● **RAW RECORDS**

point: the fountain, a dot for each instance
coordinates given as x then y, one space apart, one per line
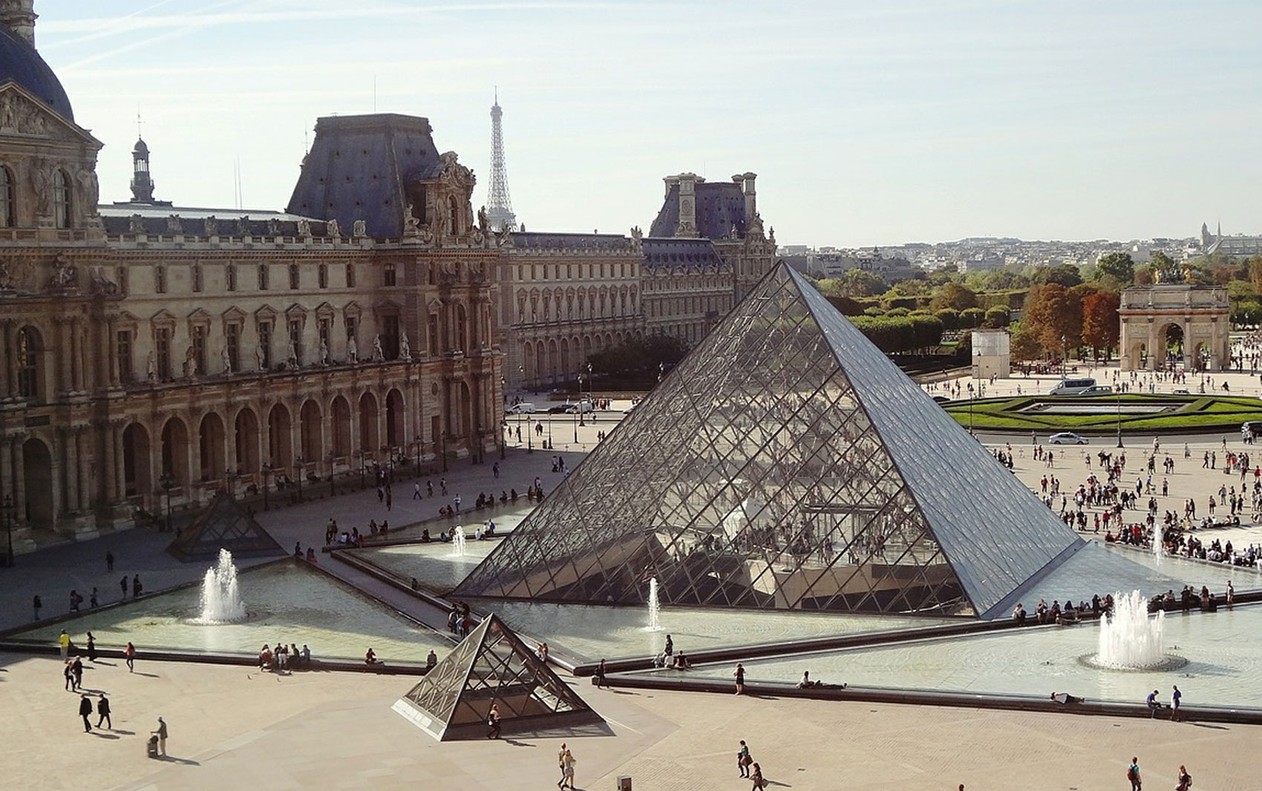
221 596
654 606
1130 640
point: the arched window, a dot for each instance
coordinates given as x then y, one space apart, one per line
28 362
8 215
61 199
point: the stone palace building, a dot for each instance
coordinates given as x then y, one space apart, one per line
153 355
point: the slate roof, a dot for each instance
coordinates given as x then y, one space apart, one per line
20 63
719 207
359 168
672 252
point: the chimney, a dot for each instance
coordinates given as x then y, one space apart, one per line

● **SET EXERCISE**
Copy out every row above character for character, leaving out the picture.

● **TASK OUTPUT**
point: the fountain, a dot for each instance
coordinates given as x then y, one space apart, one per line
221 596
654 606
1130 640
point: the arched window, a dot for each instance
coordinates given as x then y, one space apart, one per line
28 362
8 215
61 199
point: the stone palace building, a dot for each instance
coordinates given as x then y, one space apart, one per line
153 355
point: the slate roof, a dot for each instance
coordinates given as x then y, one space apart, one per line
20 63
719 207
359 168
672 252
point: the chimney, a dot for each instance
coordinates given as x then y, one space apart, one per line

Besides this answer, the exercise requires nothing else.